Requirement
Starting at the line that contains "of the mesh" and ending at the final line of the data, render those lines as a Markdown table with two columns, Row and Data line. Number each row in Row and omit any blank lines.

Provided records
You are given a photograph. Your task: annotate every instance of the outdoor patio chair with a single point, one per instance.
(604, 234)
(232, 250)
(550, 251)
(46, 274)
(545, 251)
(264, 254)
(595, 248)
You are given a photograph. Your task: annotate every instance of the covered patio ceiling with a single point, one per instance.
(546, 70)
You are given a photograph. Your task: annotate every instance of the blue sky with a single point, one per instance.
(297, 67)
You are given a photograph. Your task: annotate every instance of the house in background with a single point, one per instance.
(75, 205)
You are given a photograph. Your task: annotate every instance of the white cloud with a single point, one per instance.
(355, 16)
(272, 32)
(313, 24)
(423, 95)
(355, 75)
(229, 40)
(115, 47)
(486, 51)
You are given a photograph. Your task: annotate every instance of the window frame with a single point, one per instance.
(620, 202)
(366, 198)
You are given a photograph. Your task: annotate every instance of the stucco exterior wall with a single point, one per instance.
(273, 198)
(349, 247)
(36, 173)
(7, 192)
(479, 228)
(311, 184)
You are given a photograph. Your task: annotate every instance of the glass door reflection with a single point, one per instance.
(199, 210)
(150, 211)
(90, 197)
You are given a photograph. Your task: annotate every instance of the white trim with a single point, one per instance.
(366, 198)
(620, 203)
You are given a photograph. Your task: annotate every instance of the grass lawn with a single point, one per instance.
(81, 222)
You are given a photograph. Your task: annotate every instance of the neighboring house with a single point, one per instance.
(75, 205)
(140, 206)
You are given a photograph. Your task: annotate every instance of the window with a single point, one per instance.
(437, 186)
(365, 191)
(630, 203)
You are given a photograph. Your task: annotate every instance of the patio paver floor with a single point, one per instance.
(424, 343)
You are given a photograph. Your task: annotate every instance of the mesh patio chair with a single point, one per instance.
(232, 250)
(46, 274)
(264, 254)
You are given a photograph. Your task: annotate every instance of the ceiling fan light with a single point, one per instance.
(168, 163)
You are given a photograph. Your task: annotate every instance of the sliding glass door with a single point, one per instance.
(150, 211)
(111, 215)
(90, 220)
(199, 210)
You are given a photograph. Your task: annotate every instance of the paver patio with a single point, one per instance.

The completed task
| Row | Data line |
|---|---|
| 1 | You are given a photograph. Your task: annotate every instance of the mesh patio chair with a single point, one per instance. |
| 2 | (232, 250) |
| 3 | (46, 274) |
| 4 | (264, 254) |
| 5 | You are given a photograph. Your task: annotate every instance of the ceiling fan light with a single point, one per instance. |
| 6 | (168, 163) |
| 7 | You are given a photograph. Your task: annotate every instance of the sliding glass door with a single point, one per instance. |
| 8 | (150, 211) |
| 9 | (111, 215) |
| 10 | (90, 220) |
| 11 | (199, 210) |
| 12 | You are given a photograph. Your task: annotate every instance of the paver patio with a single point, one per instance. |